▸ **PROVIDED TEXT**
Frank Dudley

Personal information
- Full name: Frank Ernest Dudley
- Date of birth: 9 May 1925
- Place of birth: Southend-on-Sea, England
- Date of death: 14 September 2012 (aged 87)
- Place of death: Southend-on-Sea, England
- Height: 5 ft 11 in (1.80 m)
- Position: Centre forward

Senior career*
- Years: Team / Apps / (Gls)
- 1945–1949: Southend United / 88 / (32)
- 1949–1951: Leeds United / 64 / (23)
- 1951–1953: Southampton / 67 / (32)
- 1953: Cardiff City / 5 / (1)
- 1953–1958: Brentford / 72 / (32)
- 1958–????: Folkestone Town

= Frank Dudley (footballer) =

English footballer

Frank Ernest Dudley (9 May 1925 – 14 September 2012) was an English professional footballer who played as a centre-forward for Southend United, Leeds United, Southampton, Cardiff City and Brentford. A versatile player who could play in any forward position, he scored 120 goals in 295 matches in the Football League during an eleven-year career. He was described by Jimmy Hill as "pacy, strong and gangly with a penchant for the unexpected".

==Early life==
Born in Southend-on-Sea, Dudley worked for Holtby and Petty, a local drapers, after leaving school.

▸ **EXERCISE OBJECTIVE**
Copy the Frank Dudley article word for word, from "Senior career*" up to and including "City / 5 / (1)".

Region pointing data:
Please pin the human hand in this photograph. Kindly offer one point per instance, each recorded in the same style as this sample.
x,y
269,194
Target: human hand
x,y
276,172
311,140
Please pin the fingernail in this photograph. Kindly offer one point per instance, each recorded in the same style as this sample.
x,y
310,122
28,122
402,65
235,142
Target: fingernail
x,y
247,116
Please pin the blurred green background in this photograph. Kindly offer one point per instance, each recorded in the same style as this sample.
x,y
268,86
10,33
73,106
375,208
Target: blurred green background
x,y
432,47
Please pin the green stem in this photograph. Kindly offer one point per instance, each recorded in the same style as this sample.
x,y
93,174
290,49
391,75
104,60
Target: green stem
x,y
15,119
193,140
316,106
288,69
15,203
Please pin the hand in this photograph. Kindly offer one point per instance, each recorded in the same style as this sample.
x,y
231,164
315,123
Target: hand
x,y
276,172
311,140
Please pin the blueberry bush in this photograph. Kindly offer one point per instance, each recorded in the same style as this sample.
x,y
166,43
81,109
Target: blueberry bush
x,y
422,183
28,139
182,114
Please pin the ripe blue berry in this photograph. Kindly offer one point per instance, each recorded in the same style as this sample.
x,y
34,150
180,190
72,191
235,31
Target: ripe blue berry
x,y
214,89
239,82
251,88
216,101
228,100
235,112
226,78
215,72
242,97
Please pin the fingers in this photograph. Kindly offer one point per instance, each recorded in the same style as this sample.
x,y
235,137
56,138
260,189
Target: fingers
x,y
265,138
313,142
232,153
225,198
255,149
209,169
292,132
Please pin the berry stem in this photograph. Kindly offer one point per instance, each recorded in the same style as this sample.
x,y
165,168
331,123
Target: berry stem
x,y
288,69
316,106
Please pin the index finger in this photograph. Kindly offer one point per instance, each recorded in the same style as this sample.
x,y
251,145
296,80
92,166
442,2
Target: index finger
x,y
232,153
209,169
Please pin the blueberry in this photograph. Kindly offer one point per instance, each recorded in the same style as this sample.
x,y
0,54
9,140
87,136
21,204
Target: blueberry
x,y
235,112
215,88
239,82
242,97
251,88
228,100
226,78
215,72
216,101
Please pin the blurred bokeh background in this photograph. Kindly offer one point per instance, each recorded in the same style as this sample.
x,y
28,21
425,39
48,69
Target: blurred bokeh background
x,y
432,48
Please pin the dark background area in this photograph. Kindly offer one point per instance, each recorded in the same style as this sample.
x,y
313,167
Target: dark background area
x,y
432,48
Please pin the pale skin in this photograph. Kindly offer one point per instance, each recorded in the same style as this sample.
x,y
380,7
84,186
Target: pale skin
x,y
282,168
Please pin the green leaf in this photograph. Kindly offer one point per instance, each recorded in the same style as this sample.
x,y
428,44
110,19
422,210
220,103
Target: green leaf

▸ **EXPECTED OUTPUT**
Senior career*
- Years: Team / Apps / (Gls)
- 1945–1949: Southend United / 88 / (32)
- 1949–1951: Leeds United / 64 / (23)
- 1951–1953: Southampton / 67 / (32)
- 1953: Cardiff City / 5 / (1)